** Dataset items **
-----

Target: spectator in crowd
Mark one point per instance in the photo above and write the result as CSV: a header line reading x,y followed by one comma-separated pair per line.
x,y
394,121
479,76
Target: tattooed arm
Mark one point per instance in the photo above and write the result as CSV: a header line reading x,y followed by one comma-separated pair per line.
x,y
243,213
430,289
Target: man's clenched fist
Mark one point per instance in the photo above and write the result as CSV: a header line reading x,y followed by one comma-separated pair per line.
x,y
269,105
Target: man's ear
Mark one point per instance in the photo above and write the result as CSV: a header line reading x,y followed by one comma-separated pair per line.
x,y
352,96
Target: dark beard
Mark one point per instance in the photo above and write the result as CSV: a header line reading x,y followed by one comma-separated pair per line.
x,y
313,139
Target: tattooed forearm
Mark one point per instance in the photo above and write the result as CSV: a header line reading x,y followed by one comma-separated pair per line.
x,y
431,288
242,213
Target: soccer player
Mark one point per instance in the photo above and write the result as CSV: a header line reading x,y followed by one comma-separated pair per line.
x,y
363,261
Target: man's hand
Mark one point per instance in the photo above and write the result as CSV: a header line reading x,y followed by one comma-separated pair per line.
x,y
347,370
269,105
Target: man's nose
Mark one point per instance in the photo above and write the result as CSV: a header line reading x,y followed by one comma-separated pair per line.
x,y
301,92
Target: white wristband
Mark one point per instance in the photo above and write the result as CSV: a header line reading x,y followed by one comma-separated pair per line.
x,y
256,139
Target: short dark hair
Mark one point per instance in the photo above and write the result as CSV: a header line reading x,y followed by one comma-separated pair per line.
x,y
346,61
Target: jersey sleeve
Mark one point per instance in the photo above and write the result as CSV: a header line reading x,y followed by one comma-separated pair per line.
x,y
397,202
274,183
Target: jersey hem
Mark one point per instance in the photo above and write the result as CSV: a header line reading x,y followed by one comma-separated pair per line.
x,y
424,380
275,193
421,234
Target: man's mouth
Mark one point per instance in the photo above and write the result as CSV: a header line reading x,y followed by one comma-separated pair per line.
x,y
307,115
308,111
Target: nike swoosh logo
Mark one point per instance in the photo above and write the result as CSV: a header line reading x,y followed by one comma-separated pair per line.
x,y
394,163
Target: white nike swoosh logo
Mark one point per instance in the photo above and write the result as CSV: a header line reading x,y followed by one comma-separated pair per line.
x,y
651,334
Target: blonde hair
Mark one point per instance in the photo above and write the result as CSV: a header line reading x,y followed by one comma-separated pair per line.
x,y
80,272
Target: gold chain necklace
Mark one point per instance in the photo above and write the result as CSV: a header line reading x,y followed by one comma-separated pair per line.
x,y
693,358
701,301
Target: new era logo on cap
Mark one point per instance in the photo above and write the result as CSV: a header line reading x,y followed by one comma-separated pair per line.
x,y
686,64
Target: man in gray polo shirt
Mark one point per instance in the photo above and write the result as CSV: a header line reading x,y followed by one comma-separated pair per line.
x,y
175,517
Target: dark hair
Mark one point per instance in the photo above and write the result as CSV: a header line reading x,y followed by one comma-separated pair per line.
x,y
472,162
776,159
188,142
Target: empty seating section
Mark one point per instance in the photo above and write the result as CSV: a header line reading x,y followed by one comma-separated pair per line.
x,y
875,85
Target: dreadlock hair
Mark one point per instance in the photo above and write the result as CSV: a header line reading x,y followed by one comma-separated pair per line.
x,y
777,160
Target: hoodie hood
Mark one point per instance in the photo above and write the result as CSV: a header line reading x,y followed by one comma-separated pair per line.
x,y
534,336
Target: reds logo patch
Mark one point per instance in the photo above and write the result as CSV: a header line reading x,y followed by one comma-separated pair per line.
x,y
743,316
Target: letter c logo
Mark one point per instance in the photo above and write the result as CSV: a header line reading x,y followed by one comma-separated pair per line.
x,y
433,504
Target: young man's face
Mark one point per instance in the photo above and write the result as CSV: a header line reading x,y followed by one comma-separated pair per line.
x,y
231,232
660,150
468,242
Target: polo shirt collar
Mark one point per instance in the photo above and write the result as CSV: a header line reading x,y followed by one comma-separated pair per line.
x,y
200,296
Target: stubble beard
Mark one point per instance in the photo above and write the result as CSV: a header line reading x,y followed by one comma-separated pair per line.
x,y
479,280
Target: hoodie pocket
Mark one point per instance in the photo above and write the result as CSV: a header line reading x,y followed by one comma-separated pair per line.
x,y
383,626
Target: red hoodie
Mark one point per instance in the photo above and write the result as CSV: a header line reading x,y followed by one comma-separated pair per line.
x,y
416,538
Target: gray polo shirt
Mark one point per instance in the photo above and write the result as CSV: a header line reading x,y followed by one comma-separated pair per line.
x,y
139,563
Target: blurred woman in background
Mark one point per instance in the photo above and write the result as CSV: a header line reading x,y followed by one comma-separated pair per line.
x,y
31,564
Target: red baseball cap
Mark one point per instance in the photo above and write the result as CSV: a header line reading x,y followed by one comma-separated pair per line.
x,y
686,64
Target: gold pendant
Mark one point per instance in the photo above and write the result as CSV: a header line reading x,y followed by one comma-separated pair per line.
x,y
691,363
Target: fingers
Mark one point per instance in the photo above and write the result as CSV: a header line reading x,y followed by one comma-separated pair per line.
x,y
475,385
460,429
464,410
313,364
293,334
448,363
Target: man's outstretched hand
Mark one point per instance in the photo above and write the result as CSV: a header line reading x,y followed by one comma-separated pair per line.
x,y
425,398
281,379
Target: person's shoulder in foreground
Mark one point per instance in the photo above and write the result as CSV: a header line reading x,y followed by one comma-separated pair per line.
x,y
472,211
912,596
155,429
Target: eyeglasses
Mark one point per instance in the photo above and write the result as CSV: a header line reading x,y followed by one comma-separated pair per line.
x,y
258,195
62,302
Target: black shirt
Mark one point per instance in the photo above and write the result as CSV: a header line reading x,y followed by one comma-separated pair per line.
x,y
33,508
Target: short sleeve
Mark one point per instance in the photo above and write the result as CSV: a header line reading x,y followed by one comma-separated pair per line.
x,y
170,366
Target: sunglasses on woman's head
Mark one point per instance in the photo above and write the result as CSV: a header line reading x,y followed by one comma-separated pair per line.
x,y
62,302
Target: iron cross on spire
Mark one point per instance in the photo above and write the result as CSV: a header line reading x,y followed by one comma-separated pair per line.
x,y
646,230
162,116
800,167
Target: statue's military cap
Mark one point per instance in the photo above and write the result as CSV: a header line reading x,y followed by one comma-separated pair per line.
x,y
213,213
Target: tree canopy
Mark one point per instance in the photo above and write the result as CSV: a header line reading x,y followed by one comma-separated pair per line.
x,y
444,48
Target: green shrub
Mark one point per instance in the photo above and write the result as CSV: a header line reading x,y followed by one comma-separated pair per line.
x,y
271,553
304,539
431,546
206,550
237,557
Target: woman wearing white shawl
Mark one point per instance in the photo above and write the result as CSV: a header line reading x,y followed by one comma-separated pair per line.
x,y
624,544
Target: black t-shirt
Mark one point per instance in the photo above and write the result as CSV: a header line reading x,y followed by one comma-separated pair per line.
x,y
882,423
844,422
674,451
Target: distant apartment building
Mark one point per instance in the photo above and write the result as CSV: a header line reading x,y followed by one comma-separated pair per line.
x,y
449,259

-----

** Work required **
Give each line of the records above again, unchanged.

** Solution **
Target: spectator in crowd
Mark one point per instance in the photo above and write the result as CSV: a header line reading x,y followed by one comma-separated pair per line.
x,y
394,121
479,76
Target: tattooed arm
Mark one point per instance in the photo above and write the result as CSV: a header line reading x,y followed by one comma-separated pair per line.
x,y
243,213
430,289
Target: man's clenched fist
Mark one point per instance in the photo above and write the result as CSV: a header line reading x,y followed by one comma-separated pair per line.
x,y
269,105
Target: man's ear
Mark one point per instance in the photo above and write the result as CSV: a header line reading x,y followed by one comma-separated pair per line.
x,y
352,96
Target: dark beard
Mark one point per instance in the photo above and write the result as CSV: a header line reading x,y followed by one comma-separated pair per line.
x,y
313,139
Target: tattooed forearm
Mark one point per instance in the photo above and write the result as CSV: a header line reading x,y followed by one comma-separated pair per line.
x,y
431,288
242,213
Target: soccer player
Mark one point per instance in the photo above and write the result as CSV: a header line reading x,y followed by one comma-separated pair per line.
x,y
363,261
Target: man's hand
Mark one point per instance in the photo above and write the result as CSV: a header line reading x,y followed by one comma-separated pair per line.
x,y
347,370
269,105
Target: man's nose
Mark one point per instance in the photo above and write the result as CSV: a header line reading x,y followed by one comma-separated pair per line.
x,y
301,92
Target: white wristband
Mark one point per instance in the photo above and write the result as CSV: a header line reading x,y followed by one comma-separated pair per line.
x,y
256,139
Target: short dark hair
Mark one point per instance in the photo above and write the result as CSV: a header line reading x,y followed by one comma-separated pair per line.
x,y
346,61
Target: jersey sleeve
Mark one point per instance in the photo above and write the result as CSV: a header line reading x,y followed by one comma-separated pair per line.
x,y
397,202
274,183
Target: jersey hem
Mark one point per instance in the photo above and write the result as CSV: a header line reading x,y followed by one comma-separated pair per line.
x,y
424,380
275,193
421,234
Target: man's mouth
Mark one point per instance in the photo above and write the result as CSV: a header line reading x,y followed by one comma-separated pair per line.
x,y
307,115
308,111
Target: nike swoosh logo
Mark one point per instance in the photo above and write the result as CSV: a header line reading x,y followed by one comma-separated pair per line.
x,y
394,163
Target: white nike swoosh logo
Mark one point per instance in the photo above and write the result as CSV: a header line reading x,y followed by one comma-separated pair per line.
x,y
651,334
Target: blonde hair
Mark one point per instance in the photo above and write the result as CSV: a header line reading x,y followed by one comma-separated pair per line.
x,y
80,272
Target: gold chain necklace
Mark one point per instance in the photo above and write the result as CSV: a header line reading x,y followed by one comma-separated pair per line.
x,y
693,358
701,301
Target: new era logo on cap
Mark one point per instance in the photo above and write the result as CSV: a header line reading x,y followed by one comma-separated pair per line.
x,y
686,64
Target: man in gray polo shirt
Mark one point per instance in the photo above and write the result as CSV: a header line reading x,y followed by one comma-separated pair per line.
x,y
175,517
Target: dark hair
Mark one point per instance in the photo above and write the result as CSV: a header line reading x,y followed by one comma-separated pair per line.
x,y
472,162
776,159
188,142
Target: empty seating section
Mark one point per instance in the photo above and write the result as CSV: a header line reading x,y followed by one comma-separated pair per line.
x,y
875,85
Target: dreadlock hair
Mark one point per instance in the photo above and write the result as CSV: a header line reading x,y followed by one comma-separated pair per line.
x,y
777,160
Target: hoodie hood
Mark one point per instance in the photo above and write the result as CSV: a header line reading x,y followed by one comma-separated pair per line.
x,y
534,336
Target: reds logo patch
Mark one point per instance in the photo above and write the result as CSV: a header line reading x,y followed by one comma-separated pair per line.
x,y
743,316
Target: letter c logo
Mark one point per instance in the photo above and write the result as CSV: a header line reading x,y followed by one comma-separated pair per line.
x,y
433,504
Target: young man's face
Mark one point per instance in the photo above and write the result as CSV: a header line reading x,y followed by one comma-separated pair per line.
x,y
231,232
660,150
468,242
Target: polo shirt collar
Mark one point per instance in the photo above and write the result as CSV: a header line reading x,y followed by one comma-separated pair per line.
x,y
200,296
Target: stubble beard
Mark one point per instance in the photo above and write the result as CSV: a header line reading x,y followed by one comma-separated pair per line.
x,y
479,280
Target: hoodie pocket
Mark one point per instance in the photo above and write the result as CSV: a header line reading x,y followed by one comma-separated pair per line.
x,y
383,626
Target: red hoodie
Mark one point per instance in the photo above and write the result as CSV: a header line reading x,y followed by one comma-separated pair per line.
x,y
416,538
Target: gray polo shirt
Mark one point per instance in the photo above and write the result as CSV: a header line reading x,y followed by one comma-separated pair per line.
x,y
139,563
Target: blurred woman in background
Mark one point per instance in the photo above and write the result as CSV: a header line reading x,y followed by one comma-separated pair per line.
x,y
31,564
Target: red baseball cap
Mark one point per instance in the photo above and write the result as CSV: a header line reading x,y followed by one comma-separated pair per line.
x,y
686,64
Target: gold pendant
Mark one point per instance in the photo above and write the result as CSV: a header line reading x,y followed by one comma-separated pair per line.
x,y
691,363
Target: fingers
Mark one point per instance in the photo above and write the result as CSV: a header line reading x,y followed by one comma-separated pair per line.
x,y
475,385
460,429
464,410
313,364
293,334
448,363
Target: man's outstretched hand
Mark one point per instance in the photo above and write the result as CSV: a header line reading x,y followed by one comma-separated pair per line.
x,y
425,398
281,379
Target: person's shoulder in foreground
Mark one point per instance in the photo above and write the result as CSV: a header line reading x,y followed by one comma-separated pair per line.
x,y
472,211
912,596
155,429
Target: eyeglasses
Mark one point per instance in the photo above and write the result as CSV: a header line reading x,y followed by one comma-separated pair per line.
x,y
258,195
62,302
Target: black shirt
Mark one point per instance in the photo above and write the result as CSV: a header line reading x,y followed by one comma-separated pair per line.
x,y
33,508
Target: short sleeve
Mark one point per instance in the photo above and write the result as CSV: a header line reading x,y followed by one comma-separated pair per line.
x,y
170,366
Target: sunglasses on woman's head
Mark one point per instance in the photo above and write the result as CSV: a header line reading x,y followed by one comma-separated pair per line.
x,y
62,302
Target: iron cross on spire
Mark one point per instance in the photo above and write the result as CSV: a header line reading x,y followed by one comma-separated pair per line.
x,y
646,230
162,116
800,167
Target: statue's military cap
Mark one point per instance in the photo above and write the result as CSV: a header line reading x,y followed by one comma-separated pair per line.
x,y
213,213
Target: tree canopy
Mark one point per instance in the photo above and write the result as CSV: a header line reading x,y followed by one comma-separated pair per line.
x,y
444,48
Target: green shrub
Mark one point per instance in the photo above and write the result as CSV: a header line reading x,y followed by one comma-separated pair per line.
x,y
271,553
304,539
431,546
206,550
237,557
Target: woman wearing white shawl
Mark one point per instance in the photo above and write the result as CSV: a header line reading x,y followed by one comma-separated pair per line.
x,y
624,544
Target: black t-shirt
Mark one point per instance in the photo above and write the result as CSV: a header line reading x,y followed by one comma-separated pair per line.
x,y
882,423
844,422
674,451
Target: distant apartment building
Mark one point per instance in the photo above and write the result as CSV: a header line reading x,y followed by one comma-separated pair per line.
x,y
449,259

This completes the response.